REQUIREMENTS
a - Judge whether each statement agrees with the libguestfs bug report, answering yes or no and quoting the words of the report that decide it. (i) The problem can be reproduced outside the libguestfs source directory. (ii) The first guestfish instance is started with both the --listen and --ro options. (iii) The error message shows up in the second window.
b - According to the libguestfs bug report, what error message is printed after the remote exit command is sent?
c - Carry the libguestfs bug report forward from its final sentence.

SUPPLIED PASSAGE
Reported by: Kazuya Saito Note for some reason that I cannot work out, this is only reproducible in the libguestfs source directory. (a) Checkout libguestfs from git and compile it in the usual way. (b) make -C tests/guests check (c) In one window, run: ./run ./fish/guestfish --listen --ro -a ./tests/guests/debian.img -i This will print out (the number will be different): GUESTFISH_PID=13170; export GUESTFISH_PID (d) In another window, run: GUESTFISH_PID=13170 ./run ./fish/guestfish --remote exit In the first window you'll see an error: libguestfs: error: waitpid (qemu): No child processes That is a bug.

EXTRACTED MATERIAL
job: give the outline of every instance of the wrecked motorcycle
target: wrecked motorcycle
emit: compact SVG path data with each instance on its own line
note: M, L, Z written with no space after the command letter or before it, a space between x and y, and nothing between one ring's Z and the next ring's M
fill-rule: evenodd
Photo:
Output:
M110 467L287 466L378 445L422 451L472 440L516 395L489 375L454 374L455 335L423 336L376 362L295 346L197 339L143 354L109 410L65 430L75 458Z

EXERCISE RESPONSES
a - (i) No: "this is only reproducible in the libguestfs source directory." (ii) Yes: "./run ./fish/guestfish --listen --ro -a ./tests/guests/debian.img -i" (iii) No: "In the first window you'll see an error"

b - libguestfs: error: waitpid (qemu): No child processes

c -
Firstly the description is wrong. This *does* happen to a regular installed guestfish. You don't need to compile anything from source. However you *do* need to set LIBGUESTFS_BACKEND=direct: LIBGUESTFS_BACKEND=direct guestfish --listen --ro -a debian.img -i -v The bug only affects the 'direct' (run qemu directly) backend, not the libvirt backend. Normally libguestfs [when using the direct backend] forks qemu and is the parent of the qemu process. Hence when libguestfs cleans up qemu it can safely do: kill (g->pid, SIGTERM); waitpid (g->pid, NULL, 0); However when using guestfish --remote, guestfish itself forks into the background so it is no longer the parent of qemu (the parent process exits, so qemu's parent reverts to init). Because qemu is not a child of guestfish this has two effects: (a) qemu is cleaned up by init when it exits, and (b) the call to waitpid will return ECHILD ("No child processes"). I think the thing to do is to ignore ECHILD. It's not ideal, but it's the best we can do under the circumstances.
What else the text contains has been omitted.